**ACTIVITY**
The copy must match the data word for word and contain no pictures.

**RECORDS TO USE**

.....

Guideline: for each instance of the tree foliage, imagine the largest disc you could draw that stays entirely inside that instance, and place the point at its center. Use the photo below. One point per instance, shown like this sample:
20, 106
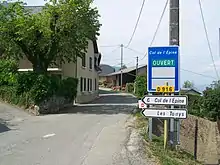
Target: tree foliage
188, 84
140, 86
211, 102
60, 32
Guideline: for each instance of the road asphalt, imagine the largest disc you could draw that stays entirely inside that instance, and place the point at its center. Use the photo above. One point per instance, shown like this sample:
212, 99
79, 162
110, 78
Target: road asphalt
90, 134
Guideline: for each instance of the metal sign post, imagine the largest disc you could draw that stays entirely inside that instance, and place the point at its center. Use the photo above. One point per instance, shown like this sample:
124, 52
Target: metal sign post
163, 68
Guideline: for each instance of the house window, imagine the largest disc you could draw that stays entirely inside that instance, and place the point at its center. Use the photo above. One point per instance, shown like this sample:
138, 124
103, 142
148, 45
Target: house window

.....

**TASK ANSWER**
Guideline: for each instance of the tree foliage, imagine the largest disc you could draw that stays entirely inside that instance, and place the point at its center. Use the photo below. One point per instance, shown like this sample:
20, 106
Target: tree foliage
188, 84
140, 86
211, 102
60, 32
Guideline: for each instance of the road asphalt, imagine the largest disc you could draw that stays entirely inside that instance, and place the point at its center. Use the photo above. One point per instance, shown like this sample:
212, 99
79, 162
110, 78
Target: road asphalt
90, 134
Guideline: for each instance of the metal sign post, imagine the largest disc you could draw that stays entirely inside that instance, and place the point at its center. Use the photo above. One point per instance, shown like this sample:
124, 52
Target: metal sign post
163, 68
Guideline: for each instance of the house window, imagine the largest disc you could draw that stays entirely inside that instance, and place the point at its center. Use the photo above. One point per instance, shown like this sample:
138, 124
103, 142
148, 45
Target: house window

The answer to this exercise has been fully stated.